## SELECTED EXTRACT

Gavrilo Princep (1894 – 1918) was a Serb born and raised in Bosnia-Herzegovina, then a territory ruled by the Austro-Hungarian Empire. As a teenager, he was radicalized by Serbian nationalists who called for a country unifying all southern Slavs (“Yugoslavia”), and joined an organization dedicated to freeing all Slavs from Austria-Hungary’s control.

Violent activism got him expelled from school in 1912 – he put on brass knuckles, and threatened fellow students who were lukewarm about joining him in a demonstration against Austria-Hungary. After the expulsion, he walked 170 miles to the Serbian capital, Belgrade, joined guerrillas who raided across the border into Austro-Hungarian territory, and was soon recruited by Black Hand terrorists.

The Black Hand trained, armed, and equipped Princep and a team of fellow terrorists, and sent them to assassinate Austria’s Archduke in June of 1914. Princep fired the fatal shots, then swallowed a cyanide pill immediately after. However, it had expired, and he was captured. In his subsequent trial, he declared: “I am a Yugoslav nationalist, aiming for the unification of all Yugoslavs, and I do not care what form of state, but it must be freed from Austria“.

## GIVEN DATA

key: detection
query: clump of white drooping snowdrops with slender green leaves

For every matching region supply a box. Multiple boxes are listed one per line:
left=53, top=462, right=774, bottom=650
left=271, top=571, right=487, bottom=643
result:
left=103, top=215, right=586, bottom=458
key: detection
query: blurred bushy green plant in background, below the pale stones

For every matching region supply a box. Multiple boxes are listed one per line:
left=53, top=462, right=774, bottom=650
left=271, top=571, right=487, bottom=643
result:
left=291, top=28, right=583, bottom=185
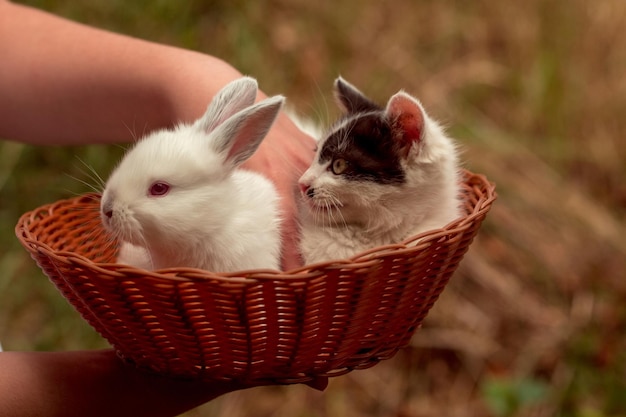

## EXERCISE
Extend the passage on Gavrilo Princep past its final sentence, which ends with his trial statement. The entries come from a separate source unrelated to the passage on Gavrilo Princep.

## RESPONSE
He was convicted, but he was only nineteen years old at the time – twenty seven days short of the twenty year old minimum age under Austro-Hungarian law for the death penalty. So he received the maximum sentence of 20 years’ imprisonment. He contracted tuberculosis in prison, and died of consumption on April 28th, 1918, three years and ten months after sparking the war.

16 Forgotten or Lesser Known WWI Facts
The Schlieffen Plan as intended, before it was derailed by the needless withdrawal of troops. Quora

The War’s First Major Battle on the Western Front Was its Most Important One

Germany almost won WWI in the first month of hostilities. The only reason it did not was because Germany’s chief of the general staff, Moltke the Younger, panicked in the first two weeks of fighting, and needlessly withdrew troops from the Western Front to reinforce the Eastern Front. If not for that, WWI would likely have been decided in Germany’s favor.

Germany planned to knock out France before her ally, Russia, fully mobilized. To that end, the Germans relied on the Schlieffen Plan, which envisioned a wheeling advance through Belgium and northern France in the shape of a sickle. The sickle’s tip would advance to the west of Paris, then swing back inwards and eastwards to bag the French armies in a giant sack.

However, Russia mobilized sooner than expected, and struck into Eastern Prussia. Moltke panicked, and despite advice by the Eastern Front’s commander that reinforcements were unnecessary, he transferred two corps from the Western Front to Eastern Prussia. They came from the right wing of the German wheeling advance into France. Before they arrived, the Battle of Tannenberg, the decisive battle of the Eastern Prussia campaign, had already been won by the Germans.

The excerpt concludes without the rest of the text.